Problem description - Update the stretch from the line containing "TARGET = khaki pants" through the end of the entries by replacing "khaki" with "tan". Write out only those lines, with everything else unchanged.

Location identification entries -

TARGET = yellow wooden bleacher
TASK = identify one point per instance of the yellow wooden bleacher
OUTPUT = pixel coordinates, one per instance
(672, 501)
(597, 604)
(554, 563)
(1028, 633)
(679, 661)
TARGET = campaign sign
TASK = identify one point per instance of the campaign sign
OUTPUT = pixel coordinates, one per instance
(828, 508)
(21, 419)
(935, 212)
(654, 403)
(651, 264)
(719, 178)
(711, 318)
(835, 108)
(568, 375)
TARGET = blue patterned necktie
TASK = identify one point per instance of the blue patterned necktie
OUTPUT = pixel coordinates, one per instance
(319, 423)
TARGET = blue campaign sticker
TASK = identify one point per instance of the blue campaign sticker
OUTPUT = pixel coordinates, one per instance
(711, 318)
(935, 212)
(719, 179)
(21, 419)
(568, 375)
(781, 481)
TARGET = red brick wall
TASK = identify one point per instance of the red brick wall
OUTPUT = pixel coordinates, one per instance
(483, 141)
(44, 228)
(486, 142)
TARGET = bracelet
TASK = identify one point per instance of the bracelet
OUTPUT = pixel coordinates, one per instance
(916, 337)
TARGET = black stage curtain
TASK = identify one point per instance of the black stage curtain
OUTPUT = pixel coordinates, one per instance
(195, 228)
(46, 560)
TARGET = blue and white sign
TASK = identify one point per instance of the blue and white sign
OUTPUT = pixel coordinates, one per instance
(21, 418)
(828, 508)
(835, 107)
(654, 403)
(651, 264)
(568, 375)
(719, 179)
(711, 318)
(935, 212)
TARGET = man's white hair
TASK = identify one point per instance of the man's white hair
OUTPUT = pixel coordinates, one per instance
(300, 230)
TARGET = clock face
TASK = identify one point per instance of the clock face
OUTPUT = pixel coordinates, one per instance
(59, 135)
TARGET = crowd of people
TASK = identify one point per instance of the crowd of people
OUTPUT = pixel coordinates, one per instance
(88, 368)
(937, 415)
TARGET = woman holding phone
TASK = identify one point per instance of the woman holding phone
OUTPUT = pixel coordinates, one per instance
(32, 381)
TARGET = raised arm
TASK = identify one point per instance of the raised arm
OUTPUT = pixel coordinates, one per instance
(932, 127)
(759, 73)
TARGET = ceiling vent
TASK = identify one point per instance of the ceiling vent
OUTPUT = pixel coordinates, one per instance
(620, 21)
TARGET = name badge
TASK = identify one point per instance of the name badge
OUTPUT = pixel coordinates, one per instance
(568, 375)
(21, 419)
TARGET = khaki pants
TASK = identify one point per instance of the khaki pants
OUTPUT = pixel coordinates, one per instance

Exercise response -
TARGET = tan pants
TASK = identify one point per instance of the tan pants
OUTPUT = pixel coordinates, one per instance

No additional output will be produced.